**** Supplied entries

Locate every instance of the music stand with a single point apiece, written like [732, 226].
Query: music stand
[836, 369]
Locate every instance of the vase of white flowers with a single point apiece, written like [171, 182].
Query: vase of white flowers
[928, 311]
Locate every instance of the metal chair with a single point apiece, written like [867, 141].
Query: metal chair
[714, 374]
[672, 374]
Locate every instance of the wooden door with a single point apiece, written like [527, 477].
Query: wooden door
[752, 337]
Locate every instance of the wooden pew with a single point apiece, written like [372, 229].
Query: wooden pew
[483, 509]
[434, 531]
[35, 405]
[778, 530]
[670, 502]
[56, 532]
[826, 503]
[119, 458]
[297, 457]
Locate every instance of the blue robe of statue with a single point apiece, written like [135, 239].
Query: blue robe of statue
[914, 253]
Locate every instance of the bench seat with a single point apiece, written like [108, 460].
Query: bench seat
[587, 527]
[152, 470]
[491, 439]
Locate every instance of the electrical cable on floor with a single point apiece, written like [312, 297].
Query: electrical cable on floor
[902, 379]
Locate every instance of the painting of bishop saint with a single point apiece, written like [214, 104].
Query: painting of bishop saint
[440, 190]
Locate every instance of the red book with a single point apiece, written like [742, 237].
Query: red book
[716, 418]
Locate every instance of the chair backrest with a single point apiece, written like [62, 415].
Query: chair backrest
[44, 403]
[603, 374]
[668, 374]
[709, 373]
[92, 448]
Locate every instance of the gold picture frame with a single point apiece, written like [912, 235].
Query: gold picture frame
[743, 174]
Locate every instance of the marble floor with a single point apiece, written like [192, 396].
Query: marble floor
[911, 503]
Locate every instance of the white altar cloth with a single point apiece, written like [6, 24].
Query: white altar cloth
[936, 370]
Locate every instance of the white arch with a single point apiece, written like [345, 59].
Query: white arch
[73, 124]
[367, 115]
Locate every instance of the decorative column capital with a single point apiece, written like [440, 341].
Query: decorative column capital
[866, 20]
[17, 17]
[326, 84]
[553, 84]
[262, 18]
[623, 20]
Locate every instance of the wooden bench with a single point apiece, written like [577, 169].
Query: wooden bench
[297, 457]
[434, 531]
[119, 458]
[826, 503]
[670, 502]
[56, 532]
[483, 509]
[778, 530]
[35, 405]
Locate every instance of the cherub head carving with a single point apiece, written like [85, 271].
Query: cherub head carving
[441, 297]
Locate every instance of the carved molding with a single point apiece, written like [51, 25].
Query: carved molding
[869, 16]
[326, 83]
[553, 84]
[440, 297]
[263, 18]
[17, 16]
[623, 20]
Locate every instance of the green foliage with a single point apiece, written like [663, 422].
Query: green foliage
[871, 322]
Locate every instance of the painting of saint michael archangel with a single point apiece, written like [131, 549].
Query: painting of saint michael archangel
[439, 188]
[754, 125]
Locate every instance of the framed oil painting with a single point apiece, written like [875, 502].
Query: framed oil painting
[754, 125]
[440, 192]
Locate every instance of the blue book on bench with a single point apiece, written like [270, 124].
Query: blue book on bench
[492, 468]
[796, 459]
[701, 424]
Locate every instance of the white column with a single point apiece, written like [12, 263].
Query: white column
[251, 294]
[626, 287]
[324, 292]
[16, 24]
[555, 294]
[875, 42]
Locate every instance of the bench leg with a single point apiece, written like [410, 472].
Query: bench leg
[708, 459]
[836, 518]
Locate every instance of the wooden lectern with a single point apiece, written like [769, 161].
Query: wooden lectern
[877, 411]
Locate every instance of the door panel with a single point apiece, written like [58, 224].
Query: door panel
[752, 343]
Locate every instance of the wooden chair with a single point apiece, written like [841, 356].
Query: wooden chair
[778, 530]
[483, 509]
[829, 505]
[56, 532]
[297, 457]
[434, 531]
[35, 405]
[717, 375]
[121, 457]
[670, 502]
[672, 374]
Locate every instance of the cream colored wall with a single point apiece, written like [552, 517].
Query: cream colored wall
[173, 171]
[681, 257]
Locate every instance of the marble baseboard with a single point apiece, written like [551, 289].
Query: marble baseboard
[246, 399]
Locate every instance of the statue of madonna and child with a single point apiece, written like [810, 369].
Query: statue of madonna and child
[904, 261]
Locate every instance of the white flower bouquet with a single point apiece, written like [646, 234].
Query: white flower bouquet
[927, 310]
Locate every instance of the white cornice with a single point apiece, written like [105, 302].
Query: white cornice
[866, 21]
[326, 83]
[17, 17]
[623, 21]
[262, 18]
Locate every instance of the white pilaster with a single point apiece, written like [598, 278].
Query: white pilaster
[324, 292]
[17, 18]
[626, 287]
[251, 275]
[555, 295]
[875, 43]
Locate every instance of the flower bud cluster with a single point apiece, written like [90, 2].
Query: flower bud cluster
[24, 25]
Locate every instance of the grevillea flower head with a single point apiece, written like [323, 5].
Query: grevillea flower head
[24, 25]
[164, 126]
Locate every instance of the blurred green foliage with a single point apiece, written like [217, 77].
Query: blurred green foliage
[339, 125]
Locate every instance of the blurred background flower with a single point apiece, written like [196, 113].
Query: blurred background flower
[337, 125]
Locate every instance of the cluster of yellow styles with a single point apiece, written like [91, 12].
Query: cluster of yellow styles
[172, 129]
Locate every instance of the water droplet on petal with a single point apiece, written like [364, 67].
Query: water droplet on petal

********

Task instructions: Write every entry out again exactly.

Complete answer:
Locate every instance of the music stand with a single point apiece, written like [732, 226].
Query: music stand
[836, 369]
Locate every instance of the vase of white flowers with a single point apiece, written like [171, 182].
Query: vase of white flowers
[928, 311]
Locate every instance of the metal chair with a single point apiece, written like [867, 141].
Query: metal chair
[714, 374]
[672, 374]
Locate every instance of the wooden door with a single point apiece, written like [527, 477].
Query: wooden door
[752, 337]
Locate every instance of the wooden pew with a single point apiece, written like [372, 229].
Query: wooden pew
[483, 509]
[434, 531]
[35, 405]
[778, 530]
[670, 502]
[56, 532]
[826, 503]
[119, 458]
[297, 457]
Locate every instance of the blue robe of statue with a single point apiece, written like [135, 239].
Query: blue robe of statue
[914, 253]
Locate every instance of the bench seat with a single point apiece, written like [108, 460].
Query: bench seat
[587, 527]
[152, 470]
[491, 439]
Locate every instance of the electrical cable on floor with a single point apiece, written like [312, 297].
Query: electrical cable on floor
[902, 379]
Locate every instance of the painting of bishop saint with a single point apiece, written like [214, 104].
Query: painting of bishop saint
[440, 190]
Locate every instance of the red book with a single point apiece, written like [742, 237].
Query: red book
[716, 418]
Locate every instance of the chair backrest with a single point apiece, written like [62, 415].
Query: chair backrest
[44, 403]
[603, 374]
[668, 374]
[709, 373]
[92, 448]
Locate every instance of the gold picture frame with a single point apiece, written like [912, 235].
Query: gold picture frame
[743, 174]
Locate every instance of the marble floor with a single point apiece, written like [192, 396].
Query: marble floor
[911, 503]
Locate every instance of the white altar cloth with a single point apiece, written like [6, 24].
Query: white altar cloth
[936, 370]
Locate every instance of the white arch with a single point apiece, written like [345, 59].
Query: white arch
[73, 124]
[367, 115]
Locate every instance of the decorative column capital with a single point apiece, written like [440, 341].
Query: decorative column capital
[866, 20]
[17, 17]
[326, 84]
[553, 84]
[262, 18]
[623, 20]
Locate every instance of the wooden bench with a single point apiece, written like [577, 169].
Query: wooden bench
[297, 457]
[434, 531]
[119, 458]
[826, 503]
[670, 502]
[56, 532]
[483, 509]
[778, 530]
[35, 405]
Locate every instance of the cherub head carving with a single point apiece, written like [85, 271].
Query: cherub head carving
[441, 297]
Locate every instance of the carved molding with a single point apiece, written like [51, 25].
Query: carved molding
[869, 16]
[326, 83]
[553, 84]
[440, 297]
[263, 18]
[17, 16]
[623, 20]
Locate every instance of the green foliage with a single point apiece, written like [663, 422].
Query: green foliage
[871, 322]
Locate every instance of the painting of saint michael archangel with a single point apiece, written like [131, 549].
Query: painting of saint michael archangel
[439, 188]
[754, 125]
Locate every instance of the framed oil painting with a single point apiece, written like [875, 502].
Query: framed oil painting
[754, 125]
[440, 192]
Locate every instance of the blue book on bench with a single point apiece, written like [270, 124].
Query: blue book on bench
[492, 468]
[796, 459]
[701, 424]
Locate every instance of the white column with a single point apiece, written like [12, 263].
Query: white column
[251, 294]
[626, 287]
[324, 292]
[16, 24]
[555, 294]
[875, 42]
Locate every instance of the bench leg with a single point apiece, written like [410, 472].
Query: bench leg
[708, 459]
[836, 518]
Locate every instance of the wooden lectern with a single point apiece, written like [769, 161].
Query: wooden lectern
[877, 411]
Locate every instance of the door panel with a single point apiece, written like [58, 224].
Query: door panel
[752, 343]
Locate every instance of the wooden chair with a single point apiece, written like [841, 356].
Query: wooden chair
[778, 530]
[483, 509]
[829, 505]
[56, 532]
[297, 457]
[434, 531]
[35, 405]
[717, 375]
[121, 457]
[670, 502]
[672, 374]
Locate every instance of the cream colored wall with a single point apiece, written like [552, 517].
Query: cream colored wall
[173, 171]
[681, 257]
Locate every instance of the marble baseboard with a single point apiece, written like [551, 289].
Query: marble baseboard
[246, 399]
Locate every instance of the statue of madonna and child with a single point apiece, written like [810, 369].
Query: statue of madonna and child
[904, 261]
Locate every instance of the white flower bouquet with a single point apiece, written like [646, 234].
Query: white flower bouquet
[927, 310]
Locate every instance of the white cornice with a single point apiece, written like [105, 302].
Query: white cornice
[866, 21]
[326, 83]
[17, 17]
[623, 21]
[262, 18]
Locate every instance of the white pilaster with a single point apiece, written like [598, 278].
Query: white pilaster
[324, 292]
[17, 18]
[626, 287]
[251, 275]
[555, 295]
[875, 43]
Locate every instance of the flower bud cluster with a single point apiece, written like [90, 2].
Query: flower bud cluster
[24, 25]
Locate every instance of the grevillea flower head with a single point apiece, written like [323, 5].
Query: grevillea flower head
[24, 25]
[164, 126]
Locate every instance of the blurred green foliage with a single point apiece, written like [217, 77].
Query: blurred green foliage
[339, 125]
Locate every instance of the blurred background flower with a single point apiece, written like [196, 113].
Query: blurred background flower
[337, 125]
Locate every instance of the cluster of yellow styles with a single point apiece, written like [91, 12].
Query: cluster of yellow styles
[172, 129]
Locate every instance of the water droplet on petal with a single point apiece, written like [364, 67].
Query: water droplet on petal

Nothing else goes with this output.